Items from a labeling collection:
-- -- --
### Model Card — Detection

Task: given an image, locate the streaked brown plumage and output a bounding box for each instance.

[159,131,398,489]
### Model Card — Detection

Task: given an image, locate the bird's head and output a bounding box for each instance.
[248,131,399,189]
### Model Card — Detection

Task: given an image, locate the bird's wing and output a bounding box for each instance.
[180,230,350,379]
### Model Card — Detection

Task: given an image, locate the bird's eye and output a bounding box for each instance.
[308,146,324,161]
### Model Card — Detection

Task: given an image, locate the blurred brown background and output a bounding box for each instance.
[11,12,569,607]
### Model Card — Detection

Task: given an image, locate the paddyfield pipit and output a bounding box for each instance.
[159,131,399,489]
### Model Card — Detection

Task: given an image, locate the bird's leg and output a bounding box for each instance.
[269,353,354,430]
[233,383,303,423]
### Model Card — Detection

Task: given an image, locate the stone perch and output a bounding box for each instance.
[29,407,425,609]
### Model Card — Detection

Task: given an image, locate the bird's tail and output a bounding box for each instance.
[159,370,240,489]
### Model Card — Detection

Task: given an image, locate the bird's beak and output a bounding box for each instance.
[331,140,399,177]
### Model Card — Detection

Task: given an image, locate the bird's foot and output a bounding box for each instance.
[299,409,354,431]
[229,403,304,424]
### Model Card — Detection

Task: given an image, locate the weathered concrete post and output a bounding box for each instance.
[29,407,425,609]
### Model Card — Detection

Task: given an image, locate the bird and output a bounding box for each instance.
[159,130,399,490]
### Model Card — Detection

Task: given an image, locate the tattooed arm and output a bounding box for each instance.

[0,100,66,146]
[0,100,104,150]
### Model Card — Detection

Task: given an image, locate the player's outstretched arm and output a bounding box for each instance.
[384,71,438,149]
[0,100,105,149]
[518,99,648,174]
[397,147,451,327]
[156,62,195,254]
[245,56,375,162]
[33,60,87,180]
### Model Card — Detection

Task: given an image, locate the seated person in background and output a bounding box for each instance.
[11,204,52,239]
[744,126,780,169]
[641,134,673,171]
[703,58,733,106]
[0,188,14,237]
-- -- --
Your objective
Reproduce the records starting at the beginning and ending at the line that contains "[0,100,104,150]", swapping every occurrence of "bounding box" for "enclosing rectangle". Leave all other text unchanged.

Correct response
### Model Card — Detection

Task: given an image, locate the streaked brown plumage and output a enclosing rectangle for each instance.

[159,131,398,489]
### Model Card — Detection

Task: given an image, locate the bird's head and output a enclosing rectangle for each instance.
[248,131,399,189]
### Model Card — Detection

Task: given an image, locate the bird's wing and output a enclosing rectangle for each instance.
[180,230,350,379]
### Model Card — Detection

Task: given an image, locate the bird's eye and output a enclosing rectangle for each instance.
[308,146,324,161]
### Model Card — Detection

Task: given an image, locate the blurred brown background and output a enclosing rectangle for each instance.
[11,12,569,607]
### Model Card — Detection

Task: given an image, locate the paddyfield pipit and output a enclosing rectangle for each instance.
[159,131,399,489]
### Model Card — Detection

Task: given an image, locate the bird's leg and output a enclosing rectangle for each instance.
[269,353,354,430]
[233,383,303,423]
### Model Card — Detection

Task: given an image, locate the stone perch and output a enclosing rectangle for each instance.
[29,407,425,609]
### Model Card — Detection

Task: given an image, locate the bird's tail and output a enclosing rectangle for each instance.
[159,370,240,489]
### Model Card — Detection

Task: given an image, locate the bird's beak and output a enclosing rectangle for each instance.
[331,140,399,177]
### Model Card — Detection

Task: given an image, locate the bird's foot and output a enclosing rectangle for each instance.
[299,409,354,431]
[229,403,304,424]
### Model Card — Detection

Task: given an image, locate the weathered concrete post and output a enclosing rectangle for each instance.
[29,407,425,609]
### Model Card — Detection

Task: given an image, locate the bird and output a enclosing rectangle for each instance.
[159,130,399,490]
### Model Card — Detection

Task: given an image, locate the tattooed arm and output a enclosing rectangle for each instance.

[0,100,66,146]
[0,100,104,150]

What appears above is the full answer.